Write out exactly the lines between the line containing "point: the building" and the end of the records, counting both ends, and leave out all pictures.

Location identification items
******************************

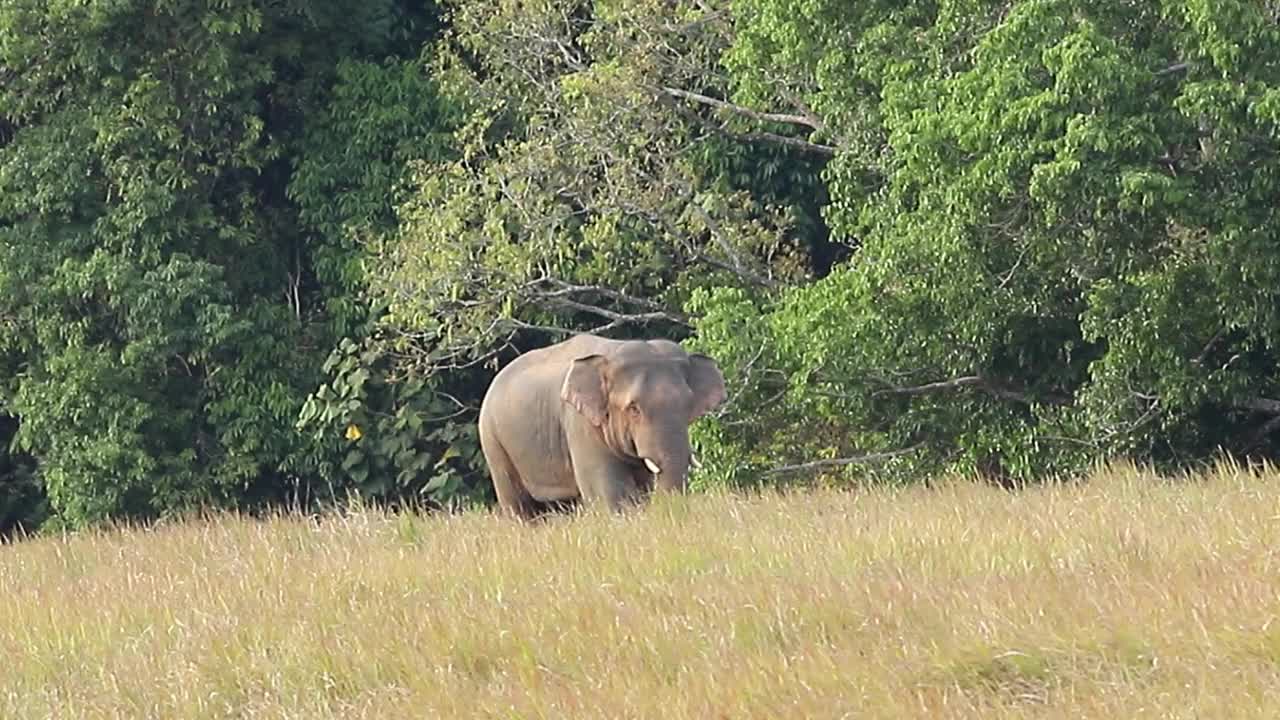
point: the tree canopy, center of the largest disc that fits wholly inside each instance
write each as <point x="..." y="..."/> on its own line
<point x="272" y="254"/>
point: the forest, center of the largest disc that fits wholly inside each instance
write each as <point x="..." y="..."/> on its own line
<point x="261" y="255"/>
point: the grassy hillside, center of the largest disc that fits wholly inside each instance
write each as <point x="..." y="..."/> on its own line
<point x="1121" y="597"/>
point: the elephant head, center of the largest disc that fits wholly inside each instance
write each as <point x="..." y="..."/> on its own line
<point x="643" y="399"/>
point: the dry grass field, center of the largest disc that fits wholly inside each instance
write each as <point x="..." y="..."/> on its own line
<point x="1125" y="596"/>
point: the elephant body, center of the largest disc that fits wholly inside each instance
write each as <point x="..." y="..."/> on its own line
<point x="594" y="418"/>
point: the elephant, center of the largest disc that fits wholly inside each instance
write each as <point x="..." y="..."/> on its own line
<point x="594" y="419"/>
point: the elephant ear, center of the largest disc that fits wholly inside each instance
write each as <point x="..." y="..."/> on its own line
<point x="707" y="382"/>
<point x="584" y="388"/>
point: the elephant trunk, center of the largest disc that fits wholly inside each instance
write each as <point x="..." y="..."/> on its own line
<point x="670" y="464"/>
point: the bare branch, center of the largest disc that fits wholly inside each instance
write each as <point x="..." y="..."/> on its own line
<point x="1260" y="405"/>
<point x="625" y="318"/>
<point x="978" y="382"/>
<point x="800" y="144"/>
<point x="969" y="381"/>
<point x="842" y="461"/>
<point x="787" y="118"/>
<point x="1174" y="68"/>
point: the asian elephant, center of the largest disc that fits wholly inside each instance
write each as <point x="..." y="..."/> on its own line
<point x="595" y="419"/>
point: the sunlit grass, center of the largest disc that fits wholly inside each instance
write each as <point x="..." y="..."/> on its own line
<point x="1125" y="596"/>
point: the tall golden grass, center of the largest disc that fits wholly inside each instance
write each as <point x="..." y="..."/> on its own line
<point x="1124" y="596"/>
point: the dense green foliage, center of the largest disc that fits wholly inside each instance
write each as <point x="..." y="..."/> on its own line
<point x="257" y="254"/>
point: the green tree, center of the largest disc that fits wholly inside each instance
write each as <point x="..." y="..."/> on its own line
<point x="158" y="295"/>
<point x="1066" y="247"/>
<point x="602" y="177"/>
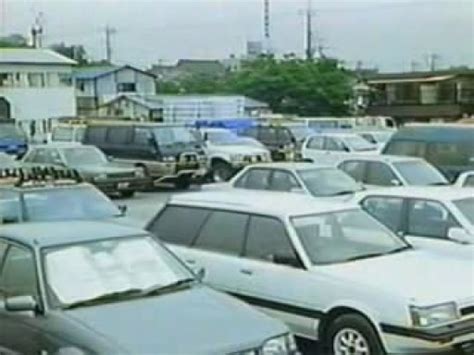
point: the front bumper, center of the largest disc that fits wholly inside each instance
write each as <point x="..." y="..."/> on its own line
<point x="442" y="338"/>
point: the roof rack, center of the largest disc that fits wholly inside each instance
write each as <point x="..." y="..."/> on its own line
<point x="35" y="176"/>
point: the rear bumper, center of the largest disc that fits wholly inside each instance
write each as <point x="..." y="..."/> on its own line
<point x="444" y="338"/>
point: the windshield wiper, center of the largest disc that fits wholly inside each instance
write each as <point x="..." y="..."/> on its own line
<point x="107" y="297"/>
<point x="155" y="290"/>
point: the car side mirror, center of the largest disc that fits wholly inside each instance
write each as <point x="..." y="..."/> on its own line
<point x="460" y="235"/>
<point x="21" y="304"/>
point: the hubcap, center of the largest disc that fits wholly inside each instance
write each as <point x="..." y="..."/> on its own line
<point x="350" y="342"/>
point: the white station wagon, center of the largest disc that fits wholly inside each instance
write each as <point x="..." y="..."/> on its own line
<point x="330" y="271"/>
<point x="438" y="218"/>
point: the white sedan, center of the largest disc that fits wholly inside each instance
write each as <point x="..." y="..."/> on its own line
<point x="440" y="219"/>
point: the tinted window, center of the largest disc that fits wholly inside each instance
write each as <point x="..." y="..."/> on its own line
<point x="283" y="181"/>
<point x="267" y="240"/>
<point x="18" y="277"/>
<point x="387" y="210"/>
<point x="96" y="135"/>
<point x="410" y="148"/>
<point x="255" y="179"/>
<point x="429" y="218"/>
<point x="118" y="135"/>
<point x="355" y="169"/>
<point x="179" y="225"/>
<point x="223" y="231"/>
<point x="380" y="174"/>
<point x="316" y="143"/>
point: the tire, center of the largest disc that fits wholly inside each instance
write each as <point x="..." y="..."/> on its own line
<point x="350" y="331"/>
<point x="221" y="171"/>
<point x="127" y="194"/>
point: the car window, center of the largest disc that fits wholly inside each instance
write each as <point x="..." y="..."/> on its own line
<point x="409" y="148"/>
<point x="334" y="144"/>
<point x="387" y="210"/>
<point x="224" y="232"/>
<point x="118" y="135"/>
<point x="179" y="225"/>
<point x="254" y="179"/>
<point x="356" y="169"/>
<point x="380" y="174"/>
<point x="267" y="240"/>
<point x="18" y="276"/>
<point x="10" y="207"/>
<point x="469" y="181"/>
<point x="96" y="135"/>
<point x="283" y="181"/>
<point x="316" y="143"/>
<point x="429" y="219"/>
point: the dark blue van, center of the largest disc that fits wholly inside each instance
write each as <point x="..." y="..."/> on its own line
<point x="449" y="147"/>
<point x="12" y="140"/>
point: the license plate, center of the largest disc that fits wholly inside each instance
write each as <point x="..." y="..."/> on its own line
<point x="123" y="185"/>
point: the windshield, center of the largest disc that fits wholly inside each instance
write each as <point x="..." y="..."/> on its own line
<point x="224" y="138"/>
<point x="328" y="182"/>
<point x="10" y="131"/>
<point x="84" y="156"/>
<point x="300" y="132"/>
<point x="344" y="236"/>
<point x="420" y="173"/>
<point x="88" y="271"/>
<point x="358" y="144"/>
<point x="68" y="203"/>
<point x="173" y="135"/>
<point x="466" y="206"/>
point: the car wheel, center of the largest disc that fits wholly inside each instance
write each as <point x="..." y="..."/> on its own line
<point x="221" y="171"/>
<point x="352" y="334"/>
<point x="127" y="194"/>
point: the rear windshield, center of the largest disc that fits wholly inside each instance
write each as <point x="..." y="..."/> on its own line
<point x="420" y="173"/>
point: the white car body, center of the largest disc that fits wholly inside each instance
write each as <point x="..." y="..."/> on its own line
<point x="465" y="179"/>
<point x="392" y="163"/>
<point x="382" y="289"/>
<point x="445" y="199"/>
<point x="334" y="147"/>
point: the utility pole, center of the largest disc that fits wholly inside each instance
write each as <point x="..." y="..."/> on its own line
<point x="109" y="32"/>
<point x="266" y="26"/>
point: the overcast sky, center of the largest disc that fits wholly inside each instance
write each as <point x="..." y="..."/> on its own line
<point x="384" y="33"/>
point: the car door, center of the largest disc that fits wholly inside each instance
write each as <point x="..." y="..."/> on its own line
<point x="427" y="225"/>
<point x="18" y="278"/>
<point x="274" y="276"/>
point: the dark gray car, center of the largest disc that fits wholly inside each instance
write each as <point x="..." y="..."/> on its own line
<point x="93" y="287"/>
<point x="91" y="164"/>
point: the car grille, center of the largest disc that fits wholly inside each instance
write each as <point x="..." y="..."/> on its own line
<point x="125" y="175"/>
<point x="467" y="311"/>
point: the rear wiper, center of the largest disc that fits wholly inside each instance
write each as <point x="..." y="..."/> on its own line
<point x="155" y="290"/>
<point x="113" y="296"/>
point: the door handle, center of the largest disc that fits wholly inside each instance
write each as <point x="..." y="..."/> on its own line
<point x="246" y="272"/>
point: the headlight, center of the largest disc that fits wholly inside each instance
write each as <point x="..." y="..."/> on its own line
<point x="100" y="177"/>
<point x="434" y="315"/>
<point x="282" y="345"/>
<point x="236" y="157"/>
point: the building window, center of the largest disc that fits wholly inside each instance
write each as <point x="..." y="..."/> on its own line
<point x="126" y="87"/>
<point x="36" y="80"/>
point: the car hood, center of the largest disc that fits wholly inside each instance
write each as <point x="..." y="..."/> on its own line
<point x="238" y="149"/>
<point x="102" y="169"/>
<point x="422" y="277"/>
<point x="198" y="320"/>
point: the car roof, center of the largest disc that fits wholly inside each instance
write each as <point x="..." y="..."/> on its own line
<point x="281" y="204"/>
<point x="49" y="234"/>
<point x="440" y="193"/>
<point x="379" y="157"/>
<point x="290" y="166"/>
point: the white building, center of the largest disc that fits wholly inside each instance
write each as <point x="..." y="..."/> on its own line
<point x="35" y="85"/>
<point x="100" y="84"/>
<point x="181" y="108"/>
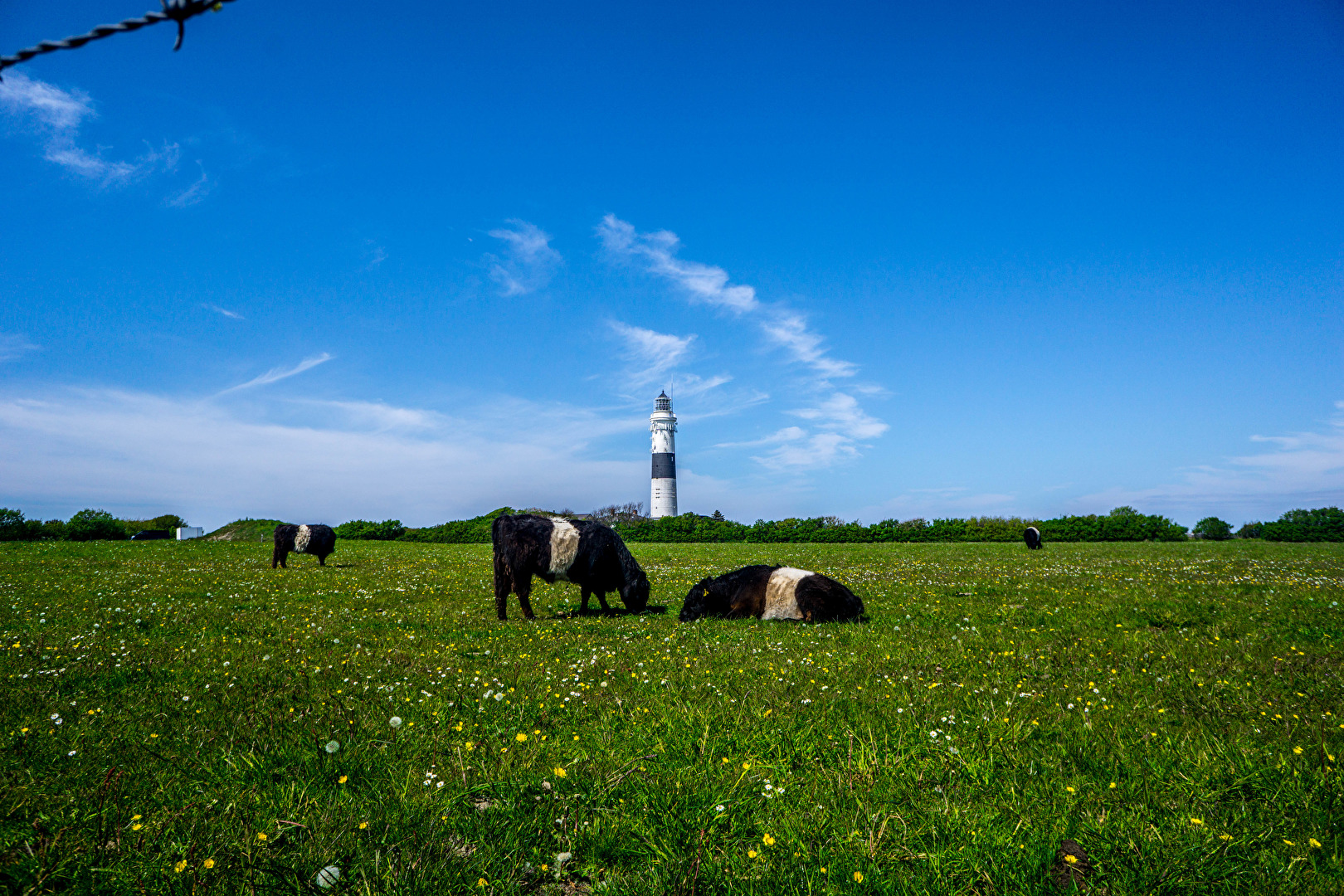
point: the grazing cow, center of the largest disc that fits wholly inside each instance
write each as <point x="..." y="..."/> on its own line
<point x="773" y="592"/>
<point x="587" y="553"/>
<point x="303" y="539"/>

******************************

◆ **In response**:
point: the building window, center of the largest disc that fits wholly inside each instance
write each as <point x="..." y="..."/> on its own line
<point x="126" y="87"/>
<point x="36" y="80"/>
point: the car hood, center of the largest disc that fits wholly inside each instance
write each as <point x="..." y="..."/> on its own line
<point x="238" y="149"/>
<point x="102" y="169"/>
<point x="422" y="277"/>
<point x="198" y="320"/>
point: the car roof, center of the largest disc that fits wholly inside each instance
write each as <point x="..." y="..."/> on its own line
<point x="281" y="204"/>
<point x="49" y="234"/>
<point x="440" y="193"/>
<point x="379" y="157"/>
<point x="290" y="166"/>
point: the white building, center of the largest disc that fits wholly inside each instance
write each as <point x="..." y="..."/> on its own line
<point x="35" y="85"/>
<point x="100" y="84"/>
<point x="181" y="108"/>
point: the grazing cow, center of the largest disc that fits wholly inside each instance
write each as <point x="..." y="..."/> on its own line
<point x="773" y="592"/>
<point x="587" y="553"/>
<point x="303" y="539"/>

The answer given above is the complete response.